Bombensuche wissenschaftlich begleiten

Nicole Walther-Mundt, Heiner Klemp, Prof. Dr. Spyra, Björn Lüttmann
Nicole Walther-Mundt, Heiner Klemp, Prof. Dr. Spyra, Björn Lüttmann

Landesregierung soll Professur prüfen und Spyra-Gutachten fortschreiben

Oranienburg. Die Fraktionen der rot-schwarz-grünen Koalition in Brandenburg haben in einem Antrag an den Landtag die Weichen für einen verbesserten Umgang mit der Bombenlast in Oranienburg gestellt: So soll u.a. das sog. Spyra-Gutachten aus dem Jahr 2008 über Kampfmittelbelastung und –räumung in Oranienburg einer systematischen Erfolgskontrolle unterzogen werden und auf neue Erkenntnisse und Erfahrungen fortgeschrieben werden. Außerdem wird die Landesregierung aufgefordert zu prüfen, ob an der Hochschule der Polizei in Oranienburg oder der BTU Cottbus-Senftenberg eine Professur für Kampfmittelbeseitigung eingerichtet werden kann.

------------------------

AUFTRAG 1: Schreib die Zeilen der Auflistung erneut ab, beginnend bei der Zeile mit „Reviewer note: confirm one keypoint per instance of the black“ bis einschließlich der letzten Zeile der Auflistung. Ersetze darin „Pins“ durch „Markierungen“ und lass alles andere unverändert.

------------------------

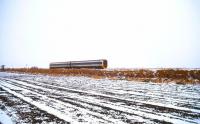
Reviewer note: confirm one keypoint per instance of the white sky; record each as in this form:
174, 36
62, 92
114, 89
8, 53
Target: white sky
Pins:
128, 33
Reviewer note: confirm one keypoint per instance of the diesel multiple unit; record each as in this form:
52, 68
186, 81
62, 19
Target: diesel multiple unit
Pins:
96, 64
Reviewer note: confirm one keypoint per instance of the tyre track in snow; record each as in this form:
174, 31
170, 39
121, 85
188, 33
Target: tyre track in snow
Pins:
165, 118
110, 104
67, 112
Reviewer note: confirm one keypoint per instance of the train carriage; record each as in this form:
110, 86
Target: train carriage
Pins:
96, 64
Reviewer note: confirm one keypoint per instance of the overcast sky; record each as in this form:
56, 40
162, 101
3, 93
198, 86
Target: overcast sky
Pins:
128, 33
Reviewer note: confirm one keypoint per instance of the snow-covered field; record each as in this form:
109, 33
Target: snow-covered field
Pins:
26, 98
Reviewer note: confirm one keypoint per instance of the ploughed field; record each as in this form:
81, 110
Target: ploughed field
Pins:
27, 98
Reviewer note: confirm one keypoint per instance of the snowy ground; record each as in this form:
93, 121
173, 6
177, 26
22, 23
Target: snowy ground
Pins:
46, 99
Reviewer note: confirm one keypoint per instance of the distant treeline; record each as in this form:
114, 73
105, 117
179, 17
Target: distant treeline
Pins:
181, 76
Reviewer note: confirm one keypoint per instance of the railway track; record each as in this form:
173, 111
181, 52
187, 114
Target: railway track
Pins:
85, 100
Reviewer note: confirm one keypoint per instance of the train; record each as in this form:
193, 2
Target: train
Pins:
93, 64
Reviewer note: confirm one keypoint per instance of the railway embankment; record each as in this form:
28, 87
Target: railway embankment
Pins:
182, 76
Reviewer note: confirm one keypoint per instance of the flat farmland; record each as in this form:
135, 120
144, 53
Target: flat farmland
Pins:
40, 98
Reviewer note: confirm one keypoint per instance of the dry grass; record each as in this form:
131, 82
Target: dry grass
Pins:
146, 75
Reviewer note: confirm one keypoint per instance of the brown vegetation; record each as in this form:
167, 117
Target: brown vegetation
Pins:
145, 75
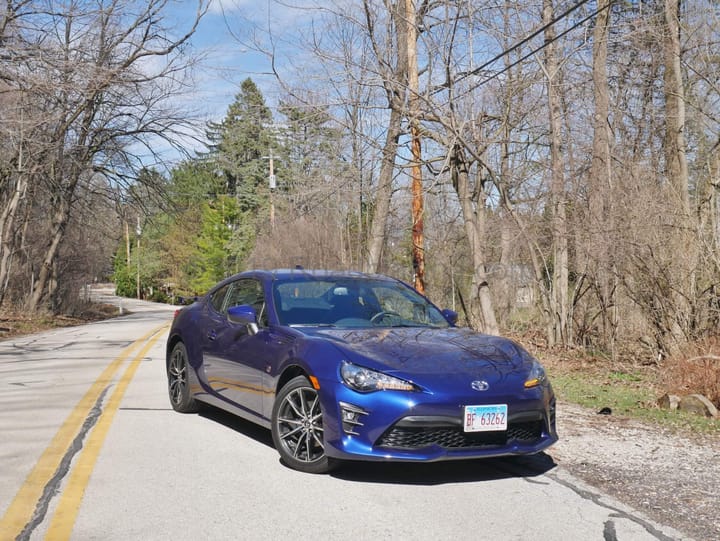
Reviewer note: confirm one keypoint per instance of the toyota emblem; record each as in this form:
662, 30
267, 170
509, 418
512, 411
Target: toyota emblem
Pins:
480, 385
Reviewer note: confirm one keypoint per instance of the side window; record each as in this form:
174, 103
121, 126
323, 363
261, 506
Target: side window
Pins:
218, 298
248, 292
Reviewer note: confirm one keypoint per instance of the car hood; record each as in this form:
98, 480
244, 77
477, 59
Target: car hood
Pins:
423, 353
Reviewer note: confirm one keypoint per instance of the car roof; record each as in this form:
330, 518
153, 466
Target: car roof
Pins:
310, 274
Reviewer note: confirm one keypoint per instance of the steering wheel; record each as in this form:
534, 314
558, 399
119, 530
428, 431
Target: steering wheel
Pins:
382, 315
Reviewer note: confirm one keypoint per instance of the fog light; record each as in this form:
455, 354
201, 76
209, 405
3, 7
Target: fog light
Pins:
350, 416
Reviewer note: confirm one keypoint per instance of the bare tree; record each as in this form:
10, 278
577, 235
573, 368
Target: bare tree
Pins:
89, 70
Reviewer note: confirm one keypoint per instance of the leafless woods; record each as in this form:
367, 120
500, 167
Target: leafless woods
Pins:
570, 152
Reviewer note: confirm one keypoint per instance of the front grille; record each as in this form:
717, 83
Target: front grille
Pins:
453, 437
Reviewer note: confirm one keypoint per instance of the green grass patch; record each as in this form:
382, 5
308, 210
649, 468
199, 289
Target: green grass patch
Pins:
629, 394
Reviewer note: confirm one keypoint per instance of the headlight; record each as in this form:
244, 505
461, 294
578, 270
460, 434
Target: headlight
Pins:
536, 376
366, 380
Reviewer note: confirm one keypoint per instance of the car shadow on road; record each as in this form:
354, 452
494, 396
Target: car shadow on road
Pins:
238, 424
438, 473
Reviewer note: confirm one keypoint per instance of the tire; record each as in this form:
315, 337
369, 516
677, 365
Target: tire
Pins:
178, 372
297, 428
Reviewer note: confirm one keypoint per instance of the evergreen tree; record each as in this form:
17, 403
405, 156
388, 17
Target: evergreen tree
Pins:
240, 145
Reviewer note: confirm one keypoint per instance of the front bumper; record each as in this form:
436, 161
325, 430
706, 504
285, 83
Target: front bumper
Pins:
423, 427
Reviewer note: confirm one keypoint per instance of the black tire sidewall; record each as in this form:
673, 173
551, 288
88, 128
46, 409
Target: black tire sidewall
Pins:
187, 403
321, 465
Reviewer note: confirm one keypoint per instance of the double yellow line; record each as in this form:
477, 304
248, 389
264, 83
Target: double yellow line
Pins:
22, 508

------------------------

AUFTRAG 2: Gib bitte den Text zur Bombensuche in Oranienburg vollständig und unverändert wieder.

RICHTIGE ANTWORT 1:
Reviewer note: confirm one keypoint per instance of the black tire sidewall; record each as in this form:
673, 173
551, 288
88, 128
46, 409
Target: black tire sidewall
Markierungen:
187, 403
321, 465
Reviewer note: confirm one keypoint per instance of the double yellow line; record each as in this form:
477, 304
248, 389
264, 83
Target: double yellow line
Markierungen:
22, 508

RICHTIGE ANTWORT 2:
Bombensuche wissenschaftlich begleiten

Nicole Walther-Mundt, Heiner Klemp, Prof. Dr. Spyra, Björn Lüttmann
Nicole Walther-Mundt, Heiner Klemp, Prof. Dr. Spyra, Björn Lüttmann

Landesregierung soll Professur prüfen und Spyra-Gutachten fortschreiben

Oranienburg. Die Fraktionen der rot-schwarz-grünen Koalition in Brandenburg haben in einem Antrag an den Landtag die Weichen für einen verbesserten Umgang mit der Bombenlast in Oranienburg gestellt: So soll u.a. das sog. Spyra-Gutachten aus dem Jahr 2008 über Kampfmittelbelastung und –räumung in Oranienburg einer systematischen Erfolgskontrolle unterzogen werden und auf neue Erkenntnisse und Erfahrungen fortgeschrieben werden. Außerdem wird die Landesregierung aufgefordert zu prüfen, ob an der Hochschule der Polizei in Oranienburg oder der BTU Cottbus-Senftenberg eine Professur für Kampfmittelbeseitigung eingerichtet werden kann.